Saved entries
•••

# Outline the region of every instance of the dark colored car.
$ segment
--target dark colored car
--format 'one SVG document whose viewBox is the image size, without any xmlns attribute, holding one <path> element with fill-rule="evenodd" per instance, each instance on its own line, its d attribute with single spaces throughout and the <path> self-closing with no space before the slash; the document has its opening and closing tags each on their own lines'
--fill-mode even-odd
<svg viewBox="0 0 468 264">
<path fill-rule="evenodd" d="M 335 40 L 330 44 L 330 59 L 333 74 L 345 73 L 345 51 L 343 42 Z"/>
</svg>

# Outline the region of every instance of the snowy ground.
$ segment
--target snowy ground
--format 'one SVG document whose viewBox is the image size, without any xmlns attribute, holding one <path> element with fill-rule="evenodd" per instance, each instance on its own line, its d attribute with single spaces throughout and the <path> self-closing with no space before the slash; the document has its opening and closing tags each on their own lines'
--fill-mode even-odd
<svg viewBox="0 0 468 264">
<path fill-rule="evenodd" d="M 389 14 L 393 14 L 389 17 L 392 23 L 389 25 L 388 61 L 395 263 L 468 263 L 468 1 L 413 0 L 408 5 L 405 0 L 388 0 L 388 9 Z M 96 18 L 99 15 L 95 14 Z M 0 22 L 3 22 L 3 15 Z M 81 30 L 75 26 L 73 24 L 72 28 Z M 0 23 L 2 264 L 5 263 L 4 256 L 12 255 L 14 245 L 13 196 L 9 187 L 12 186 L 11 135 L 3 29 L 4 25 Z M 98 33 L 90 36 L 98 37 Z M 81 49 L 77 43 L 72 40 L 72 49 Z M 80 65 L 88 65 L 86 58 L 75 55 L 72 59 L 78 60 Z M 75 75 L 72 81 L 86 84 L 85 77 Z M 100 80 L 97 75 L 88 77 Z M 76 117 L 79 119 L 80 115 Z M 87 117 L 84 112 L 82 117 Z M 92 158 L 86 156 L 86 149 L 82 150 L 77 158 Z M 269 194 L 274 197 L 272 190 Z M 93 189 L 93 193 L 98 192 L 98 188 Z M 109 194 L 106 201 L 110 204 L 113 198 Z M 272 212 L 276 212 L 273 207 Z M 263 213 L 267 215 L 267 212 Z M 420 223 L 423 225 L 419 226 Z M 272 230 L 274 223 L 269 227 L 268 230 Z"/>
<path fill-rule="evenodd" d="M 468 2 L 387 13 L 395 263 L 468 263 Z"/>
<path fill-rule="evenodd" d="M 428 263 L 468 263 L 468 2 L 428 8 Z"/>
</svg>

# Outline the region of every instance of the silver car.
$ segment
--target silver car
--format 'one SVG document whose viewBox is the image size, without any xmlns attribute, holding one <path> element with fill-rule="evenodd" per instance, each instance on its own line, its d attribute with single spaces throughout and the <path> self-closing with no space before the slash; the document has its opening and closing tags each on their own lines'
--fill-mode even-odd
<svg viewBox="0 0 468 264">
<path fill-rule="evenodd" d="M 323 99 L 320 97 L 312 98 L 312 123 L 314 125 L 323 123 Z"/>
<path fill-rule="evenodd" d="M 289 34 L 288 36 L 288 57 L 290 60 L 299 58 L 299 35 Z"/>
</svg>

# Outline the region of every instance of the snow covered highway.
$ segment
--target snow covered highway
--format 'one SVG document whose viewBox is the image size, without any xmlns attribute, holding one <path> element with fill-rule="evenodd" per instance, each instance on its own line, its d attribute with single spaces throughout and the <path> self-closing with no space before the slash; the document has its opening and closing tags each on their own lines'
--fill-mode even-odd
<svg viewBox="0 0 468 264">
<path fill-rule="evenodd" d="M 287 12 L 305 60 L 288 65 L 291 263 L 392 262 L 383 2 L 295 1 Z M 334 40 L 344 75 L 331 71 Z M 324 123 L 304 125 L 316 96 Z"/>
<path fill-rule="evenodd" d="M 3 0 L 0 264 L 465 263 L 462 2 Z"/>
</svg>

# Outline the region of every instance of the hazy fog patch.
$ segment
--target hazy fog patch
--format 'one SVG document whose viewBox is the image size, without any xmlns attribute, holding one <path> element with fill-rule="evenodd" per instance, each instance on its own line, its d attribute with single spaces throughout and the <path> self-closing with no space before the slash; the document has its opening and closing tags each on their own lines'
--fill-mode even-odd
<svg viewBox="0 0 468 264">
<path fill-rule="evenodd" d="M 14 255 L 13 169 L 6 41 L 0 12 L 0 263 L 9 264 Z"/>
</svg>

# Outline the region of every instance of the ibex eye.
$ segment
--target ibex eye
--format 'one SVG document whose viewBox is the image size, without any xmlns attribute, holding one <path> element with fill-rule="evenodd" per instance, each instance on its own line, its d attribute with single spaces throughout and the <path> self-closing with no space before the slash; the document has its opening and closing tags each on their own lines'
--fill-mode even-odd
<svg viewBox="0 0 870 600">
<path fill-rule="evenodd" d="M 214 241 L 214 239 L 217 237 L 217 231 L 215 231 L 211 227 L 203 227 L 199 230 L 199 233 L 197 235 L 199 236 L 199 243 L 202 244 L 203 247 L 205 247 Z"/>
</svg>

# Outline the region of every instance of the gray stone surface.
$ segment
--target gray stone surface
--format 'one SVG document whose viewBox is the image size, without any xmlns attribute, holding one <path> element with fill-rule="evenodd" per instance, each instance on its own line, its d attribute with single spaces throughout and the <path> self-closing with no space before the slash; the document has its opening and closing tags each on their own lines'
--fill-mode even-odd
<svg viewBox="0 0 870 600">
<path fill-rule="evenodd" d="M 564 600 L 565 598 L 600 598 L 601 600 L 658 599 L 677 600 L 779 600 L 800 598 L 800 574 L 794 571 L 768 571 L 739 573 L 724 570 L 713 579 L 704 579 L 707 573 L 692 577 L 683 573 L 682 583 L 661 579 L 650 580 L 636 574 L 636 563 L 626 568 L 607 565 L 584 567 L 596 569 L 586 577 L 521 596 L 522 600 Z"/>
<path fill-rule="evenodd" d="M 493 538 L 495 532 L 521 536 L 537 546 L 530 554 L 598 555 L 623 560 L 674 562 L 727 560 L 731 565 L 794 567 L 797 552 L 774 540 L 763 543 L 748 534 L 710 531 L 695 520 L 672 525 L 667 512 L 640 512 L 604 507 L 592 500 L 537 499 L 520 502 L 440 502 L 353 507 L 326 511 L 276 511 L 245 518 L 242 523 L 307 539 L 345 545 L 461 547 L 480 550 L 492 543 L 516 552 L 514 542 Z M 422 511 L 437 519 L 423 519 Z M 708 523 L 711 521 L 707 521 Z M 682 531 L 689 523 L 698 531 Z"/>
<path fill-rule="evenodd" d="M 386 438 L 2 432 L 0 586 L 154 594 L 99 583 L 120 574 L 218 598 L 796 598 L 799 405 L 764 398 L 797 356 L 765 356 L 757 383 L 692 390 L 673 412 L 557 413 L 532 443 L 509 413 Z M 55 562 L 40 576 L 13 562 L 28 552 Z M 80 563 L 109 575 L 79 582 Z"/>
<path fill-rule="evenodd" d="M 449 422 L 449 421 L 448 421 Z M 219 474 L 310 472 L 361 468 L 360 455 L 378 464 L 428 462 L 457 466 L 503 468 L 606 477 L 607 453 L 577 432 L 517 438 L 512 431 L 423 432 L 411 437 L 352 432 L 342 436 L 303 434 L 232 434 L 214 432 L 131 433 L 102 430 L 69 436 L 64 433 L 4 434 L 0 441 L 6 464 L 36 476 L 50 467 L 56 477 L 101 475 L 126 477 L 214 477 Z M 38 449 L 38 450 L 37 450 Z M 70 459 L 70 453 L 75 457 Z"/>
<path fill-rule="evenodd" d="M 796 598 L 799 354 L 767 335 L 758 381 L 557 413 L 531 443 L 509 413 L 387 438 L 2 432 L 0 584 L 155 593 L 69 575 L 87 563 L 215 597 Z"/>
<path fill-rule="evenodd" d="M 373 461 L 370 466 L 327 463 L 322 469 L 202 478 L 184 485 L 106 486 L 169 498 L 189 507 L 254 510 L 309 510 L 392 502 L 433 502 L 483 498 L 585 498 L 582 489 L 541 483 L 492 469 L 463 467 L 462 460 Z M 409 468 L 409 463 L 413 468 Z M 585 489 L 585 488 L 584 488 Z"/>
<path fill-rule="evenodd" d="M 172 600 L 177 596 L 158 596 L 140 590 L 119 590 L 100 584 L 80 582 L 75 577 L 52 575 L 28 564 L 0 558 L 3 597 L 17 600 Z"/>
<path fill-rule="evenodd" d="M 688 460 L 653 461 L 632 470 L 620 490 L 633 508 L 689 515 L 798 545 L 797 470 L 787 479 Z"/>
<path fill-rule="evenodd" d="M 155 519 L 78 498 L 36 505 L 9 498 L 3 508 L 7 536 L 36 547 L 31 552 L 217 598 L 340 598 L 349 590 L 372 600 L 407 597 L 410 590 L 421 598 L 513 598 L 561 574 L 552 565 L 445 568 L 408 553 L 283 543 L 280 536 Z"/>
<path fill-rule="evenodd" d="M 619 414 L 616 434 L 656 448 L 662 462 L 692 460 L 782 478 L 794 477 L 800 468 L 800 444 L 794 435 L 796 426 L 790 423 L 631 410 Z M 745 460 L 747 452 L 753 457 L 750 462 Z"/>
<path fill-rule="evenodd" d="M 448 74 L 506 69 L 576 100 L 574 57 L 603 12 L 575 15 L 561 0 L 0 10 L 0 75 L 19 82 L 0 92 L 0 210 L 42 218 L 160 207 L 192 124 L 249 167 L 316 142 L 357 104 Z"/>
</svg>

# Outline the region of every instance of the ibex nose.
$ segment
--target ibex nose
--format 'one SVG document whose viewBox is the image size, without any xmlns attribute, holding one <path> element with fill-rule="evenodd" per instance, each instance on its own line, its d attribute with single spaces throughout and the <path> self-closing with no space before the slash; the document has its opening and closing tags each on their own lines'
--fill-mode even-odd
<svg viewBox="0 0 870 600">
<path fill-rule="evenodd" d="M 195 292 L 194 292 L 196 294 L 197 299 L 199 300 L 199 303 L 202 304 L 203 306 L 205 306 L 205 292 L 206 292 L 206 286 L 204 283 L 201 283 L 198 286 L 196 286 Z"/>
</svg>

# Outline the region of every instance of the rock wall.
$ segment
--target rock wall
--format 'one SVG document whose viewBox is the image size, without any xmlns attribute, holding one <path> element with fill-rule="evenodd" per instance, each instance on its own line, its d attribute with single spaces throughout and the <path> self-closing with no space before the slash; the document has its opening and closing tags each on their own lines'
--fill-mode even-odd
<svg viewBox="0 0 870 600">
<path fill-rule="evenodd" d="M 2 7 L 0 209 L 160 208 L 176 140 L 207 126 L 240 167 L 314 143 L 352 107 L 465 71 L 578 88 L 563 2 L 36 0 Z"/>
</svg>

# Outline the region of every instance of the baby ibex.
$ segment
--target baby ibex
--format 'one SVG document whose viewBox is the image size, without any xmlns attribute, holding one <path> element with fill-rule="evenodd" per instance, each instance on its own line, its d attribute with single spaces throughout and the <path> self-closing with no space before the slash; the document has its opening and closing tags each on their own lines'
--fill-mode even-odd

•••

### [What to do]
Find the lines in the records above that hold the word "nose", and give only how many there are.

### [Response]
2